### Job
Please print every item below word for word, leaving the pictures out of your answer.

### Records shown
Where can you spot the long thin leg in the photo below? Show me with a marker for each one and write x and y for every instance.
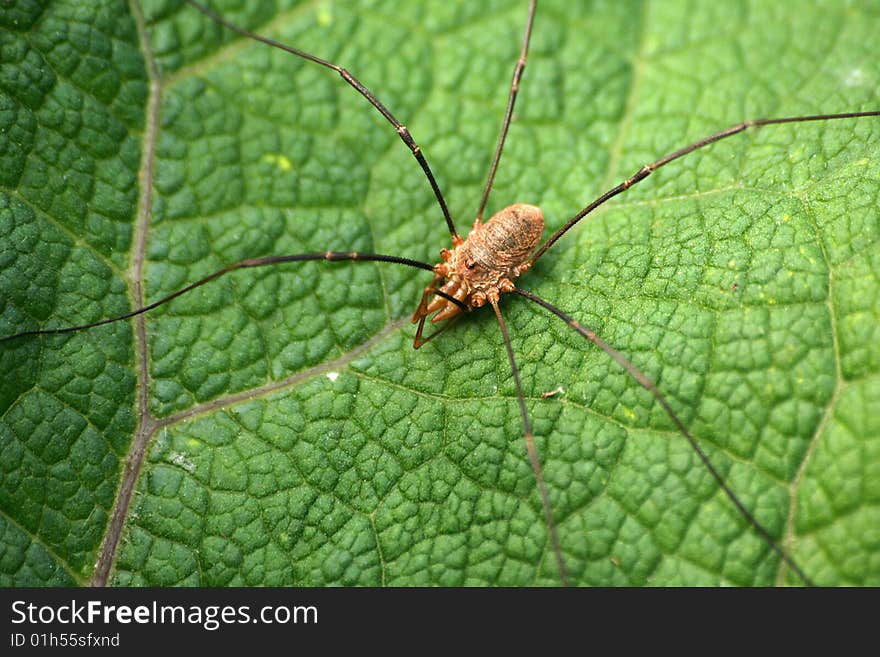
(533, 451)
(646, 170)
(648, 385)
(249, 263)
(402, 131)
(511, 101)
(419, 341)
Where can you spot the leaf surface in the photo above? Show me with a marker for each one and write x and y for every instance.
(289, 432)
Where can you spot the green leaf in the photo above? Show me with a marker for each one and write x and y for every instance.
(276, 426)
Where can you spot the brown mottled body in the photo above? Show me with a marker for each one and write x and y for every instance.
(482, 266)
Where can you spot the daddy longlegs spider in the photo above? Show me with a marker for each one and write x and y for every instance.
(496, 262)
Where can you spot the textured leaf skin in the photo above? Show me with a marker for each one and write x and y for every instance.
(743, 279)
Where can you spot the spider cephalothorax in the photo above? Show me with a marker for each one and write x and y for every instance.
(482, 266)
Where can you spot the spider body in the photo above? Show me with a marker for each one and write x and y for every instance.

### Solution
Where can you spot the long thin leg in the photo below? Show me with a marker for each one and write x and y for every instance.
(533, 451)
(646, 170)
(648, 385)
(249, 263)
(402, 131)
(511, 101)
(419, 341)
Where can you spot the leaf surface in the photo above? Show me with a marker for each one and write x and y for every instance.
(289, 432)
Where can you spot the green leaf in the photo above? Show me with a marker for each one and write x and y for every instance.
(276, 426)
Where can you spot the brown mottled body in the photo above? Show me with a marker for each one and write x and y for every instance.
(482, 266)
Where can you spot the daddy longlegs spider in the photo above? Show me with a marker for each one and write x and y for every instance.
(496, 262)
Where can you spot the textured leaf skin in the photo above? Show me with a marker for each one and write x and y for every instance.
(743, 279)
Where can you spot the spider cephalothorax in the photo above? Show me with a marker for each one and write x and y for every instance.
(482, 266)
Where can you spot the spider body in the photo above? Show me with a marker for each one and write x and y for every instance.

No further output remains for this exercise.